Fourteen individuals sampled from Dinkha Tepe provide a first genetic vista onto a community active between 2012 and 841 BCE. Mitochondrial DNA is reported for most samples and is dominated by West Eurasian maternal lineages: haplogroup U (4 individuals), J (3), T (2), N (1), and the rarer U2d (1). These mtDNA types are common across the Near East and parts of Eurasia and often reflect deep maternal ancestries that predate the historical Bronze–Iron sequence.
Notably, no consistent Y-DNA profile is available in the current dataset (Y-chromosome information is not reported or remains undetermined), so paternal-line inferences must be withheld. Archaeogenetic signals from the mtDNA suggest continuity with broader regional maternal lineages and do not, by themselves, demonstrate major population replacement during the Bronze–Iron transition at this site. However, the presence of J and T alongside U haplogroups points to a mix of local and regionally widespread maternal ancestries that could reflect longstanding Neolithic and Bronze Age genetic substrates plus later contacts.
Because the dataset comprises 14 individuals from a single tell, conclusions about population dynamics must remain cautious. The sample offers strong directional clues—regional affinity and maternal continuity—but resolving finer-scale admixture or sex-biased migration requires larger, geographically broader datasets and any available Y-DNA data. Ancient DNA and archaeological context together provide a complementary narrative: cultural change at Dinkha Tepe was not necessarily accompanied by wholesale demographic turnover, at least on the maternal side.

# SUPPLIED DATA
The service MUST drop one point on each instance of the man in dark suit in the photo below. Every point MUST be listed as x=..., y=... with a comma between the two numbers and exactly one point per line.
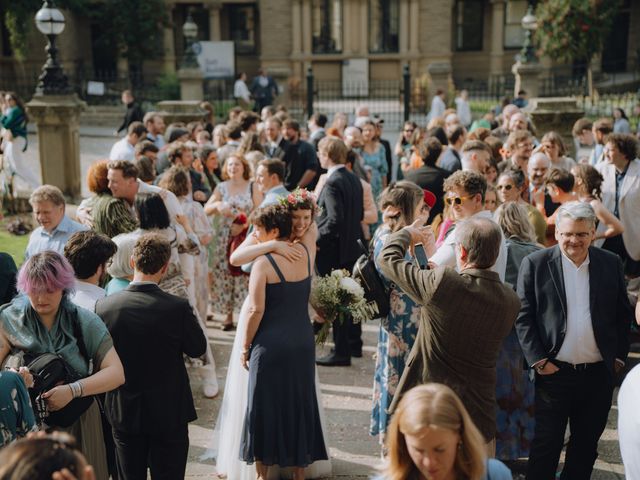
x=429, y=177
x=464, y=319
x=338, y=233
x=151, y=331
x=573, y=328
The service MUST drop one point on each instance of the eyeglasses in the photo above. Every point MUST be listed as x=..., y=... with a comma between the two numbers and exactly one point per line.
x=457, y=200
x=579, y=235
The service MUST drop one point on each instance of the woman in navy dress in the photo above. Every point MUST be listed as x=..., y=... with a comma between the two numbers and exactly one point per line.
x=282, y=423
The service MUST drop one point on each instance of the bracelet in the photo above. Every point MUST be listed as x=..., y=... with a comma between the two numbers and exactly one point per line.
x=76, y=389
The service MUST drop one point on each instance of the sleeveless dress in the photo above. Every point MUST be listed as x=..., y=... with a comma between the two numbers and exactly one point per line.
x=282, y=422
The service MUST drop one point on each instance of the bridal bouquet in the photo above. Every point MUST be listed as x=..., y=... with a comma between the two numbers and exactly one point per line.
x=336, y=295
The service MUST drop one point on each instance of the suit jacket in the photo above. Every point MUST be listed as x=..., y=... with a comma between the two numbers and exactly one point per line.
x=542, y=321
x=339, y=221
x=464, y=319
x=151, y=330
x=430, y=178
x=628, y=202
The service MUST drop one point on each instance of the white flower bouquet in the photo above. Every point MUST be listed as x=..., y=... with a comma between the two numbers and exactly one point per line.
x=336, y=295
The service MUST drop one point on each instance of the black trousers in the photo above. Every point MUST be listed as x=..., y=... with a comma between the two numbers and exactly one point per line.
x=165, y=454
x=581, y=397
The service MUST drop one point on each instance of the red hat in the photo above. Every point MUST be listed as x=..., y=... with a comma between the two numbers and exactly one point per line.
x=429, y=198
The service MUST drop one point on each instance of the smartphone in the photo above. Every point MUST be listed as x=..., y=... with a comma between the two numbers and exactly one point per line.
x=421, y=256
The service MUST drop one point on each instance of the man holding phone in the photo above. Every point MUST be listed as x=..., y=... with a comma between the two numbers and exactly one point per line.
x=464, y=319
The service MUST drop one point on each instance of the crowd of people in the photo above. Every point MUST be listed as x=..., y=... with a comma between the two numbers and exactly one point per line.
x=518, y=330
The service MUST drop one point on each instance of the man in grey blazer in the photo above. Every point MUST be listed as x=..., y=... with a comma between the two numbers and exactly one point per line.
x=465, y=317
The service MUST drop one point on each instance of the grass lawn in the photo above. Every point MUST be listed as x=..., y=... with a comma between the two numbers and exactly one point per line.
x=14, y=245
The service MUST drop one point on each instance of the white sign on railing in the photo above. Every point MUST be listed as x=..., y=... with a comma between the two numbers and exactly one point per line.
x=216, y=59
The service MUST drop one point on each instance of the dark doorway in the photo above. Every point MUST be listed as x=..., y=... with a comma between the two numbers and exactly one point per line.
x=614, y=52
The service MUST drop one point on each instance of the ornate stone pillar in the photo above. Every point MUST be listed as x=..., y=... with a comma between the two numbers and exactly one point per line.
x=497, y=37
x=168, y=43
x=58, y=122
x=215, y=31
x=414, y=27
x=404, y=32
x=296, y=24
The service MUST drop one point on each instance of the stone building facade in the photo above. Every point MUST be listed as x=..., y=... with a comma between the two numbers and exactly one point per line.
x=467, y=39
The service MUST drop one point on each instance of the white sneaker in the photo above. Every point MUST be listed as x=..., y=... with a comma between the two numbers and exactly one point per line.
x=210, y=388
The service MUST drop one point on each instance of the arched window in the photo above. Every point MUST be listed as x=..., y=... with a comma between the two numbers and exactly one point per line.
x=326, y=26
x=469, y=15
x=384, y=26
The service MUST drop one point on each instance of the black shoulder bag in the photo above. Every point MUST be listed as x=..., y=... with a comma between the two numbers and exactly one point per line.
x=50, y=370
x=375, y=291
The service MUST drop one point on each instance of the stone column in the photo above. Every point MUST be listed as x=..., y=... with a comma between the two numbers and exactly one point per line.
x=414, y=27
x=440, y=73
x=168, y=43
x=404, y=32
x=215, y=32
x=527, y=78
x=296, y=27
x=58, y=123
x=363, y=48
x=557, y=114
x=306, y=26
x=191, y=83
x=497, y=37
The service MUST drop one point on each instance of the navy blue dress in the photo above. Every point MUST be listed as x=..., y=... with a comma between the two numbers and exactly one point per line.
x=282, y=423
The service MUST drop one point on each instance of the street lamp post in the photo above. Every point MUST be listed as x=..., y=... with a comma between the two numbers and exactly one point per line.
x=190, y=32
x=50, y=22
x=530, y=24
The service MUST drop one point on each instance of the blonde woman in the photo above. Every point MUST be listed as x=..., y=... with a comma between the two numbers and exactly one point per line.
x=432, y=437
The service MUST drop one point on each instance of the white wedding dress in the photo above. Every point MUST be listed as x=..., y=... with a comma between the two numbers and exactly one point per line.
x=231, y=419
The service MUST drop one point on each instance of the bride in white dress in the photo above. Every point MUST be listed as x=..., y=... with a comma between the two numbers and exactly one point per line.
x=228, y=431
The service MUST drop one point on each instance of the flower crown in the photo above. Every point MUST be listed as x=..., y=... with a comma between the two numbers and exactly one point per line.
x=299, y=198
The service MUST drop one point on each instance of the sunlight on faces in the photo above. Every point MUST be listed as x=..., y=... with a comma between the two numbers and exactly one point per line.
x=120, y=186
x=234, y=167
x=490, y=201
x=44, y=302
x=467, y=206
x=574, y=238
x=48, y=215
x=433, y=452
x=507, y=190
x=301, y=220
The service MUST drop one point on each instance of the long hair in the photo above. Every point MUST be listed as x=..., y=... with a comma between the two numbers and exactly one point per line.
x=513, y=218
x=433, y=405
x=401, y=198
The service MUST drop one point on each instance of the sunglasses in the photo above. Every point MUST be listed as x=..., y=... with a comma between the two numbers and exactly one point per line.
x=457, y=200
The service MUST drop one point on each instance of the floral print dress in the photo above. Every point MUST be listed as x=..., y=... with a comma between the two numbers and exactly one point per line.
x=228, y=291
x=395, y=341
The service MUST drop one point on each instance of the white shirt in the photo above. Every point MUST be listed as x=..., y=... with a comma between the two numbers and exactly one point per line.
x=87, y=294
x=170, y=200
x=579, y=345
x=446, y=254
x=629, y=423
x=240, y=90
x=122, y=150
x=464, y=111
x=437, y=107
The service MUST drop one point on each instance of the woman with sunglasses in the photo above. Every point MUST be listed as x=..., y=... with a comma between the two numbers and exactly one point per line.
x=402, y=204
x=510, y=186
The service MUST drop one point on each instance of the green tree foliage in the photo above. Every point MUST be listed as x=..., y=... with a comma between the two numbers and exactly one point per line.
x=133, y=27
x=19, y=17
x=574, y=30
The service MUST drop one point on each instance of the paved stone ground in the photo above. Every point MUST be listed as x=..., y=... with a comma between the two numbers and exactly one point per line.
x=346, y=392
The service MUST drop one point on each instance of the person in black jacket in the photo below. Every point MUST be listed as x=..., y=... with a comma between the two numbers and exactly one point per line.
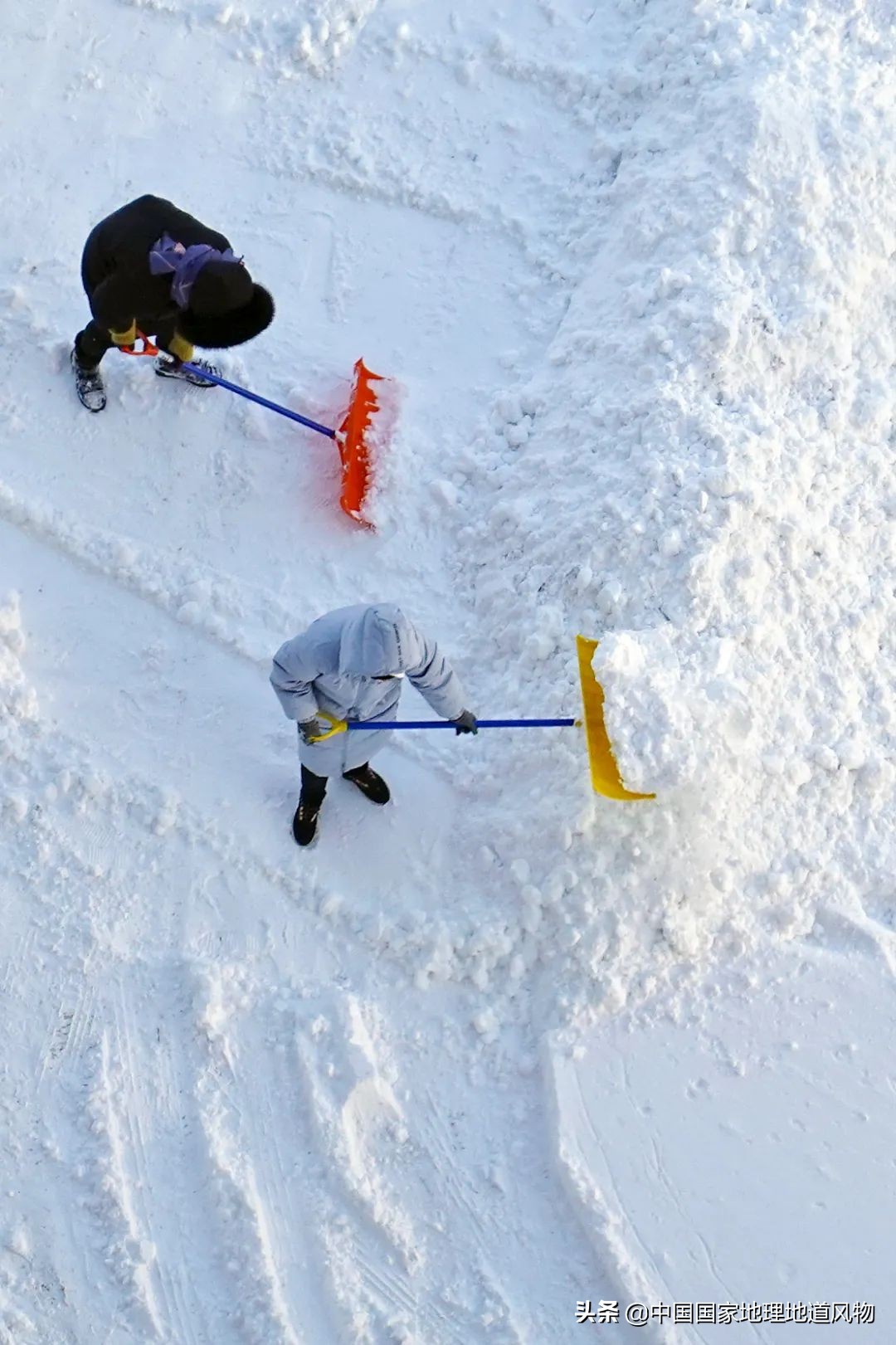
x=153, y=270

---

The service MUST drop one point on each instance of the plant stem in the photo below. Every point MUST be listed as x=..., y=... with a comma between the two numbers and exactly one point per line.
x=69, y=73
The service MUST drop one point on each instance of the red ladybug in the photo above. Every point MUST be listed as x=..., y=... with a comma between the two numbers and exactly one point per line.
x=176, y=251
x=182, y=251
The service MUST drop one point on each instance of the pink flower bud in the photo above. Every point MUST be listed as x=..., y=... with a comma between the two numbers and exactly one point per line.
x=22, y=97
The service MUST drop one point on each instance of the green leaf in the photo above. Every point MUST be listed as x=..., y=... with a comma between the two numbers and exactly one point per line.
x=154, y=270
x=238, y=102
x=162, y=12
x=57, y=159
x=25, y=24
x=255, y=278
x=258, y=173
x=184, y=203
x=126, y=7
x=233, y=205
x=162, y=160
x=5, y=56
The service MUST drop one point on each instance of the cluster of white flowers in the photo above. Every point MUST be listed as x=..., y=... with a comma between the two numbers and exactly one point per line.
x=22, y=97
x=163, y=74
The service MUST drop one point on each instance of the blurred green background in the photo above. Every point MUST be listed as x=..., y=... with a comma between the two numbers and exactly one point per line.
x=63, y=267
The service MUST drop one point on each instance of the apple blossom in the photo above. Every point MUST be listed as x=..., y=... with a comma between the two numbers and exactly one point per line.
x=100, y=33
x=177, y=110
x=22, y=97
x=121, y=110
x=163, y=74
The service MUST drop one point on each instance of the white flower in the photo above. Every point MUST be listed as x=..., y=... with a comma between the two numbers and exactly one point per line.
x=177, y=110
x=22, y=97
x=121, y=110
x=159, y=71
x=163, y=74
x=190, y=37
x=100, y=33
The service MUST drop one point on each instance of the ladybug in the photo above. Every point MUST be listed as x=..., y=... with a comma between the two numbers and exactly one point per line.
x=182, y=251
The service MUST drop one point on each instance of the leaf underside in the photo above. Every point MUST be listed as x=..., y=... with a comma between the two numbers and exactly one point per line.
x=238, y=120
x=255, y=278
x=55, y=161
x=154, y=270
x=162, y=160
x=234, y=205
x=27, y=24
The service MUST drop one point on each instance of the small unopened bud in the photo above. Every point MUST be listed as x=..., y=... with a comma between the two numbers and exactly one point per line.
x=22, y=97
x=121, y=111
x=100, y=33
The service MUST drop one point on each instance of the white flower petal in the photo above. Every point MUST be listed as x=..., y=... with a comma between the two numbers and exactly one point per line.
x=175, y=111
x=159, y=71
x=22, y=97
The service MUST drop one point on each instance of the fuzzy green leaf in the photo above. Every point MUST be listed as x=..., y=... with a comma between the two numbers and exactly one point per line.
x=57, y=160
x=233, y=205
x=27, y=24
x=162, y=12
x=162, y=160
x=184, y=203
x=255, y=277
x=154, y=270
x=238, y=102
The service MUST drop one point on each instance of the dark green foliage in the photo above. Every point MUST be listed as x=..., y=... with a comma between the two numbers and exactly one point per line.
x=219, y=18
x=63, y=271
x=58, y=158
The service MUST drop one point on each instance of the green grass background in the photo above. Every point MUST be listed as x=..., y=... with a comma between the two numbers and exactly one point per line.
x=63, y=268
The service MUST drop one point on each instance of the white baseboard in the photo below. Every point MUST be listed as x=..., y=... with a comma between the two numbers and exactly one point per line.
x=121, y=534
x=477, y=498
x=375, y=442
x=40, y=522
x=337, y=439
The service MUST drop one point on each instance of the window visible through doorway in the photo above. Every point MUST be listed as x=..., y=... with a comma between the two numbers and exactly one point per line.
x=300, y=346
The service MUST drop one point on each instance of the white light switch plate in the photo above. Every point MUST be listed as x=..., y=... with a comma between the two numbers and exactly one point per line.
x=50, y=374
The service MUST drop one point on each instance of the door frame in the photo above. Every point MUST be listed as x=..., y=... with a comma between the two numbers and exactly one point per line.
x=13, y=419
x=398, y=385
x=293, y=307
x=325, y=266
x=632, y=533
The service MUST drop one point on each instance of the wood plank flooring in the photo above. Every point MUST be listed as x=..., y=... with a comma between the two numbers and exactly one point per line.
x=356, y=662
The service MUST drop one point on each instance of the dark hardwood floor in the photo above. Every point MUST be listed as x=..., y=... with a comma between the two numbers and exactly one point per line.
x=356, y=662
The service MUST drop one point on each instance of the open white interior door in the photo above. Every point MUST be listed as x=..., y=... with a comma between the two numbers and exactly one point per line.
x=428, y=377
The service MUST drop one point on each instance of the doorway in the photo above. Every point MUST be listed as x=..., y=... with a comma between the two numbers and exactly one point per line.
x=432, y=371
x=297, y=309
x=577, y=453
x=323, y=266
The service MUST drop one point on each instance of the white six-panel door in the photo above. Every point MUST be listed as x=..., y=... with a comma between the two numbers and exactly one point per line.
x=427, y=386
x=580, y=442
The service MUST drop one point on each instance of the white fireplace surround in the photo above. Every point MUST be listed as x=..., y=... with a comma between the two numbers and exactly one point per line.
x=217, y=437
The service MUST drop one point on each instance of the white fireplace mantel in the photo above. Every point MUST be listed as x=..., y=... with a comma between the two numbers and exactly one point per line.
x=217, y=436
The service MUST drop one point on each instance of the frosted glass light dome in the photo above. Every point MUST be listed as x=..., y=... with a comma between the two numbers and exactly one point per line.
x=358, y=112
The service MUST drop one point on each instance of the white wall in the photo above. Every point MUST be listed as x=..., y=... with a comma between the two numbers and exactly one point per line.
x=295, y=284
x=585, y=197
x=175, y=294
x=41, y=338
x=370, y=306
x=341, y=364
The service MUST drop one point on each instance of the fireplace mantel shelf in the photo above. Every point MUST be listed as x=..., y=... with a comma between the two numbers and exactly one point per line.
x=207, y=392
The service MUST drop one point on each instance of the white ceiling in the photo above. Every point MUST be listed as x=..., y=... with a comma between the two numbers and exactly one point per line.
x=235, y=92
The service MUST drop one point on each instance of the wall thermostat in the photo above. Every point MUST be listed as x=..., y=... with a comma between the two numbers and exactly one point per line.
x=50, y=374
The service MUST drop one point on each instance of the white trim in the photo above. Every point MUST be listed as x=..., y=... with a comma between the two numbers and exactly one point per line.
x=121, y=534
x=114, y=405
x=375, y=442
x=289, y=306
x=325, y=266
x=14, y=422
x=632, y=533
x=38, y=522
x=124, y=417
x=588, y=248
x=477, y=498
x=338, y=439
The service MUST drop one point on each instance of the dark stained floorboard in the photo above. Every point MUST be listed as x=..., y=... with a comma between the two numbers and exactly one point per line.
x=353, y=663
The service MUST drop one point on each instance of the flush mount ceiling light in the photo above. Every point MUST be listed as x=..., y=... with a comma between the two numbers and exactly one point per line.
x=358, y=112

# ASSIGNMENT
For each of the three statements below, decide whether it agrees with the Dinkha Tepe passage. Answer yes or no and quote the passage's deciding words.
1. The dataset includes a consistent Y-DNA profile for the individuals.
2. Four of the individuals carry mitochondrial haplogroup U.
3. The mtDNA evidence on its own demonstrates major population replacement during the Bronze–Iron transition at the site.

# ANSWER SPACE
1. No: "no consistent Y-DNA profile is available in the current dataset"
2. Yes: "haplogroup U (4 individuals)"
3. No: "do not, by themselves, demonstrate major population replacement during the Bronze–Iron transition at this site"